··· TRECHO DO DOCUMENTO ···

O ingresso de agentes públicos em domicílio após denúncia anônima exige prévia investigação policial quanto à veracidade das informações recebidas. Também não pode ocorrer baseado na tentativa de fuga do suspeito ao avistar os policiais.

Com esse entendimento, o ministro Ribeiro Dantas, do Superior Tribunal de Justiça, reconheceu a ilicitude do ingresso de policiais na residência de um réu por tráfico de drogas, anulou as provas obtidas a partir da busca domiciliar e o absolveu das acusações criminais.

Após condenação no Tribunal de Justiça de São Paulo, o advogado José Roberto Sanches, responsável pela defesa, argumentou que houve violação de domicílio sem autorização judicial ou justa causa.

Dantas levou em conta as duas versões apresentadas em juízo. Os policiais militares alegaram que receberam uma denúncia de tráfico, foram até a casa para abordar dois irmãos suspeitos e viram um deles correndo para dentro do imóvel após avistar a viatura. Ambos foram detidos dentro da residência, juntamente com a namorada de um deles. Foram encontradas 22 porções de cocaína no local.

Já os demais depoimentos indicavam situação distinta. Os irmãos e a namorada disseram que ninguém estava no portão: os três estavam na sala mexendo em seus celulares quando os policiais pularam o muro, entraram na casa e perguntaram sobre drogas. Duas testemunhas viram os agentes pulando para dentro da casa e confirmaram que não havia ninguém na porta. Alguns dias antes, os PMs já haviam entrado com mandado na casa para revistá-la.

···

TAREFA CURTA: Reproduza o texto sobre a busca domiciliar entre "Após condenação no" e "cocaína no local.", inclusive, trocando "viatura" por "radiopatrulha".

··· INFORMAÇÕES FORNECIDAS ···

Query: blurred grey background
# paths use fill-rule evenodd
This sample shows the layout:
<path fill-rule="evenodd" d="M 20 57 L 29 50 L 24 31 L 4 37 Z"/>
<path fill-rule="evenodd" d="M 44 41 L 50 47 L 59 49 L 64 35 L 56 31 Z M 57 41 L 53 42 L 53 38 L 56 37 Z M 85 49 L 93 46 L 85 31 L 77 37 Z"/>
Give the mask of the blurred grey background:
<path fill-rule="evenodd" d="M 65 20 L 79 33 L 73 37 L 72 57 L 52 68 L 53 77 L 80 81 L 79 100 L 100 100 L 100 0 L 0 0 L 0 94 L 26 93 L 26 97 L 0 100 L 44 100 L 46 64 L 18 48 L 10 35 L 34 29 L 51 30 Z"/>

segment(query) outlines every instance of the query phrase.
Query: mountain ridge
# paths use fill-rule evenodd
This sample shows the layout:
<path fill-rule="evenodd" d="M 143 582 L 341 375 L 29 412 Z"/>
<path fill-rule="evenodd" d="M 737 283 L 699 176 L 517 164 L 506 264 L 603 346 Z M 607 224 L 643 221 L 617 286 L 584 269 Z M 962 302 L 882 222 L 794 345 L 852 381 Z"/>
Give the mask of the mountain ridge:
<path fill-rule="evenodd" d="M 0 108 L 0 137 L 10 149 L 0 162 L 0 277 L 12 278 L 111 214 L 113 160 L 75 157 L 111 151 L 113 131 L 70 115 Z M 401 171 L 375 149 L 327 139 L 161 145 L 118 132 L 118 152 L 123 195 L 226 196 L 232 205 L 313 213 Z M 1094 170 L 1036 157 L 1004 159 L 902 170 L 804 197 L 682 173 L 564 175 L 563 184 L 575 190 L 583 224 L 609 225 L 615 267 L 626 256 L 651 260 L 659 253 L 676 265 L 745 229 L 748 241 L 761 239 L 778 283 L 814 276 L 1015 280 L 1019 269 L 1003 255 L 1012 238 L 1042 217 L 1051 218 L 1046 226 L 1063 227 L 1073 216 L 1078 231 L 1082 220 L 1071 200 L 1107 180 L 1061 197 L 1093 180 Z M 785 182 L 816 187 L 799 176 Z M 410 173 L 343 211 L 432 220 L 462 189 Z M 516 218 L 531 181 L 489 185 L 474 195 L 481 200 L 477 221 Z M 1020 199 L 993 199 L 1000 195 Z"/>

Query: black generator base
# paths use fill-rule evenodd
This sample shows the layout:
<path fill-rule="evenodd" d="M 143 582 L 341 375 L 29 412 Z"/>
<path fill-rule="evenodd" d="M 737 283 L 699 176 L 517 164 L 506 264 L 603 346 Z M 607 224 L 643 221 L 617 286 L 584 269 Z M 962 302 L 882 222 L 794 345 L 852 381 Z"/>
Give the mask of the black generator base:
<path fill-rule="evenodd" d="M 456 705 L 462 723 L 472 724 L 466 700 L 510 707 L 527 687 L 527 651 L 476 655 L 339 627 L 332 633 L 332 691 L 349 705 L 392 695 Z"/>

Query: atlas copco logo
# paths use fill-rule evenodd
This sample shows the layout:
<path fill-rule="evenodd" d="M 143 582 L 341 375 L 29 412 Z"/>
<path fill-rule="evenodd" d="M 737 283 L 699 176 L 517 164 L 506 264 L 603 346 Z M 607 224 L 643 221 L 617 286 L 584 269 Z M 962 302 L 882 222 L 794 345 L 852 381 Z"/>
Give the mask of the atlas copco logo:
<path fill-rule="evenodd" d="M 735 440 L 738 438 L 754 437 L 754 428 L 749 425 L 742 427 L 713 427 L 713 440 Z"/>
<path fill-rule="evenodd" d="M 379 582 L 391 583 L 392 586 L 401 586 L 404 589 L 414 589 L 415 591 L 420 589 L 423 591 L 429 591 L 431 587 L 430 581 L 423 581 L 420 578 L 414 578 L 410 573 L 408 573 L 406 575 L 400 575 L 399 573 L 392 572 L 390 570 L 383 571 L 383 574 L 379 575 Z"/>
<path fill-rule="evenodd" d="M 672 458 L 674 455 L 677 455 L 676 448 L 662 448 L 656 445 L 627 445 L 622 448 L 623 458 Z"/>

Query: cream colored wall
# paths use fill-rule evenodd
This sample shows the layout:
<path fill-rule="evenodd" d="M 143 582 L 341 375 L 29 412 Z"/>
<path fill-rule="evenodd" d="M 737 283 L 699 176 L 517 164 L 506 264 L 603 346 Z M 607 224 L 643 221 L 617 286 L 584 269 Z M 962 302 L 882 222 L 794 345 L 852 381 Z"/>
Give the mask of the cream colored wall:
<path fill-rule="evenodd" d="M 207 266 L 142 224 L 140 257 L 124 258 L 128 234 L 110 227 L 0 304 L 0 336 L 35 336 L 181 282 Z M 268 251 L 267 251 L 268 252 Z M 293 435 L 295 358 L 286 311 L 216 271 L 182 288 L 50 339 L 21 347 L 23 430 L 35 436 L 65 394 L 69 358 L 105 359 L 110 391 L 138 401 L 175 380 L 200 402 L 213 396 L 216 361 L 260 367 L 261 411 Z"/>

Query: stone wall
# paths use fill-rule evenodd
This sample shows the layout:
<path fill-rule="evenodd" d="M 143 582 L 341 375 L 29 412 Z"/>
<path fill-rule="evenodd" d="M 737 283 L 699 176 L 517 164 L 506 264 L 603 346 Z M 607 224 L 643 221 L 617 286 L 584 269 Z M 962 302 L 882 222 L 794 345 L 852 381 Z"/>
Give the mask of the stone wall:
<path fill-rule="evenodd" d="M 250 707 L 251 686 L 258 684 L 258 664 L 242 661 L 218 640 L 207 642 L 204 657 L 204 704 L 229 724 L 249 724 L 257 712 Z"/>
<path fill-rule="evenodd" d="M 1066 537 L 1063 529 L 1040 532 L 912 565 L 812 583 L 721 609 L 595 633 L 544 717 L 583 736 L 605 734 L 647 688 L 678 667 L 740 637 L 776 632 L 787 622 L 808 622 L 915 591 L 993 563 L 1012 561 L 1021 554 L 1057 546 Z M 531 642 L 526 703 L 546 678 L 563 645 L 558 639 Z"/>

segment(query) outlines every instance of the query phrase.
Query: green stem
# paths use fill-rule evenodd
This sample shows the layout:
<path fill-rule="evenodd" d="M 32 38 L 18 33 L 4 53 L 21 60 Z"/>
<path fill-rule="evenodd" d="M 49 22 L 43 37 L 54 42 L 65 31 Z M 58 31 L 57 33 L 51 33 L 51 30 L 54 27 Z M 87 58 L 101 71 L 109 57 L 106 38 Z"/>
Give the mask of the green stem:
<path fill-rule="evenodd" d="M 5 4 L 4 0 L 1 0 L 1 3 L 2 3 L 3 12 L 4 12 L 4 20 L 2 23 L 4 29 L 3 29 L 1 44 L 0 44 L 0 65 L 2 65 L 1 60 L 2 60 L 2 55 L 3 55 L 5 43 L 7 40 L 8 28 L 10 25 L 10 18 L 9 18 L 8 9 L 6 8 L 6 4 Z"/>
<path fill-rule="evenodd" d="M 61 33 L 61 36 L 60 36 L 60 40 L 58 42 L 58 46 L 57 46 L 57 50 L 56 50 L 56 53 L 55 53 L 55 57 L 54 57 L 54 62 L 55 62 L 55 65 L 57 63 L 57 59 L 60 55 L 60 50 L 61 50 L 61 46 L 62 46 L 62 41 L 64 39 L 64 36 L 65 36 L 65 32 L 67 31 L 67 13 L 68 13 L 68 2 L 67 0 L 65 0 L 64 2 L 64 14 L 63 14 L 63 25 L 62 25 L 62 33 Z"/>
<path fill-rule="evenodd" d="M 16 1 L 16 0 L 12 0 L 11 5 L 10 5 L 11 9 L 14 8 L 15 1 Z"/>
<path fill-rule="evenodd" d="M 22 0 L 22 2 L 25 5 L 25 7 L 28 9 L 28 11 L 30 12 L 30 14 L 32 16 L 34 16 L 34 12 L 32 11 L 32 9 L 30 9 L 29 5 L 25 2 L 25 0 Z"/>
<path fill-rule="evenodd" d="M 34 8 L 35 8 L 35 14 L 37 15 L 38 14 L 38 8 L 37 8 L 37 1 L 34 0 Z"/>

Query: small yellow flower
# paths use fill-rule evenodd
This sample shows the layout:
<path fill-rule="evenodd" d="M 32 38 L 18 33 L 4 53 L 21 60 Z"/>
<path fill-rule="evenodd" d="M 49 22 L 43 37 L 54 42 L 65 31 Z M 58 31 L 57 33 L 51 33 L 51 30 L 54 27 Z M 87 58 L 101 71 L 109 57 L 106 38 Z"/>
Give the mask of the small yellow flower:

···

RESPOSTA COMPLETA:
Após condenação no Tribunal de Justiça de São Paulo, o advogado José Roberto Sanches, responsável pela defesa, argumentou que houve violação de domicílio sem autorização judicial ou justa causa.

Dantas levou em conta as duas versões apresentadas em juízo. Os policiais militares alegaram que receberam uma denúncia de tráfico, foram até a casa para abordar dois irmãos suspeitos e viram um deles correndo para dentro do imóvel após avistar a radiopatrulha. Ambos foram detidos dentro da residência, juntamente com a namorada de um deles. Foram encontradas 22 porções de cocaína no local.